------ Document section

Digital humanities


Maintained by: David J. Birnbaum (djbpitt@gmail.com) [Creative Commons BY-NC-SA 3.0 Unported License] Last modified: 2022-10-12T15:34:01+0000


The XPath functions we use most

For more complete lists, with examples, see the references listed in the XPath section of our main course page (but note that the current version of XPath is 3.1 and some of those references go only up to version 2.0). Items inside the function parentheses are placeholders and should be replaced with real values, as in the examples provided. For example, sequence means that you should supply a sequence of items; num means that the argument has to be some type of number (or something that XPath can treat as a number); item means any item, etc. Where we use a regex repetition indicator, it has the same meaning as it does in regex; e.g., tokenize(string, regex?) means that the function requires a first argument, which must be a string, and has an optional second argument, which must be a regular expression.

------------
------ Entries supplied

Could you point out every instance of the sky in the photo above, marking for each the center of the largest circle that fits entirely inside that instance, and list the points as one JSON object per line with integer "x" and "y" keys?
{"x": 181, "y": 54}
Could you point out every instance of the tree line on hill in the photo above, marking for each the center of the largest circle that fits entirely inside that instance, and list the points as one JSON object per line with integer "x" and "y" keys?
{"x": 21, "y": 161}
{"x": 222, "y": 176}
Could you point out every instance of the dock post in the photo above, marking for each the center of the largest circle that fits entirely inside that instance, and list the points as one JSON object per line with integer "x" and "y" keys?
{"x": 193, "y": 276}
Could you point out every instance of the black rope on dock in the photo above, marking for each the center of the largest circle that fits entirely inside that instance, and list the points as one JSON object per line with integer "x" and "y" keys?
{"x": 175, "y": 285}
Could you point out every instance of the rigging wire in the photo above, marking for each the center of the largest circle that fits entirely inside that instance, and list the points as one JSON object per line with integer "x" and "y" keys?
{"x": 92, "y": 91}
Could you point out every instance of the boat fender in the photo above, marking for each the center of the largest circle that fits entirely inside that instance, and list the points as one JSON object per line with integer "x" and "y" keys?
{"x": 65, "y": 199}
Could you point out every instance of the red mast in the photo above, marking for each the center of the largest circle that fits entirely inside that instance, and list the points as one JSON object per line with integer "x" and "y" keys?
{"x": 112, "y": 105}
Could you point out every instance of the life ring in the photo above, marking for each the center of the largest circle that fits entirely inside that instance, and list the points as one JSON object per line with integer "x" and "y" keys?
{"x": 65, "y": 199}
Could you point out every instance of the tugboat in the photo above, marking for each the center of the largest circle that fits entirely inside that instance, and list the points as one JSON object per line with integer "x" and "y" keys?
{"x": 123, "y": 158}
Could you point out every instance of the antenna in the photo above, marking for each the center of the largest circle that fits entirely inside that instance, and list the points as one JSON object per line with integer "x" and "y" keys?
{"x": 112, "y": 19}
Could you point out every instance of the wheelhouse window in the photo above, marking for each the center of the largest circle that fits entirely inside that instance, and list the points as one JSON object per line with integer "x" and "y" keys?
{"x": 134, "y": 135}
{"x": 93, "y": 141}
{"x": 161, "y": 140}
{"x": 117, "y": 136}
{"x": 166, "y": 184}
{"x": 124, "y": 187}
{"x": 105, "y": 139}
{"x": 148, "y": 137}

------------

Tasks to carry out =>
1 > Condense the paragraph of the XPath functions page that begins "For more complete lists" into a short bulleted list that keeps its main facts.
2 > Revise the stretch of the XPath functions page from "The XPath functions" through "a regular expression.", replacing "placeholders" with "stand-ins".

Solutions to the tasks =>
1 >
- Fuller lists with examples are in the references in the XPath section of the main course page. The current XPath version is 3.1, but some of those references go only up to 2.0.
- Items inside the function parentheses are placeholders to be replaced with real values.
  - sequence: a sequence of items
  - num: some type of number, or something XPath can treat as a number
  - item: any item
- A regex repetition indicator keeps its regex meaning. For example, tokenize(string, regex?) requires a first argument that is a string and takes an optional second argument that is a regular expression.

2 >
The XPath functions we use most

For more complete lists, with examples, see the references listed in the XPath section of our main course page (but note that the current version of XPath is 3.1 and some of those references go only up to version 2.0). Items inside the function parentheses are stand-ins and should be replaced with real values, as in the examples provided. For example, sequence means that you should supply a sequence of items; num means that the argument has to be some type of number (or something that XPath can treat as a number); item means any item, etc. Where we use a regex repetition indicator, it has the same meaning as it does in regex; e.g., tokenize(string, regex?) means that the function requires a first argument, which must be a string, and has an optional second argument, which must be a regular expression.